* DO THIS:
Copy out all of the material, matching it word for word.

* SUPPLIED RECORDS:
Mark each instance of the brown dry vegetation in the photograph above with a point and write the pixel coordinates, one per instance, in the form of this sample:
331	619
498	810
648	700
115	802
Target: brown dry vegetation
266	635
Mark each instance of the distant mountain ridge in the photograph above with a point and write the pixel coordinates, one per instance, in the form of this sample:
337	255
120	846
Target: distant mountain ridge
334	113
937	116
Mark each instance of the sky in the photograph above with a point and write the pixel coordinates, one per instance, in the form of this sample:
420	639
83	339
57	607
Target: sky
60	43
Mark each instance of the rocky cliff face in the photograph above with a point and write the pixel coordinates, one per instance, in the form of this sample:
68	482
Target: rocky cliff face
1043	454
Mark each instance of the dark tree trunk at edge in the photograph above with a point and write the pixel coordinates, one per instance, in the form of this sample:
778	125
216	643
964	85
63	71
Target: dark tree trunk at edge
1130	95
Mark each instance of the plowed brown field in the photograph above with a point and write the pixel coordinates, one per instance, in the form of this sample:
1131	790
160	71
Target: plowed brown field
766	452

* EXPECTED OUTPUT:
Mark each instance of the brown dry vegetation in the photograph above with a point and write the pixel coordinates, one per instance, in the form of this sample:
331	619
498	810
648	700
115	802
Target: brown dry vegetation
266	635
Mark each instance of the distant mountain ridge in the photograph above with a point and write the pixel coordinates, one per instance, in the form of this sample:
337	255
120	846
Target: distant mountain ridge
334	113
937	116
Mark each instance of the sky in the photograph above with a point and write the pixel coordinates, one per instance, in the form of this sample:
420	639
83	339
57	607
Target: sky
60	43
Mark each instance of the rocky cliff face in the photograph above with a point and write the pixel coordinates, one per instance, in the form of this sample:
68	482
Target: rocky cliff face
1043	454
Mark each instance of the dark tree trunk at edge in the photograph above with a point and write the pixel coordinates, one per instance, in the form of this sample:
778	125
216	643
964	85
63	71
Target: dark tree trunk at edge
1130	95
Mark each instance of the plowed brown field in the photograph above with a point and write the pixel coordinates, one per instance, in the form of this sample:
1131	790
160	71
Target: plowed brown field
766	452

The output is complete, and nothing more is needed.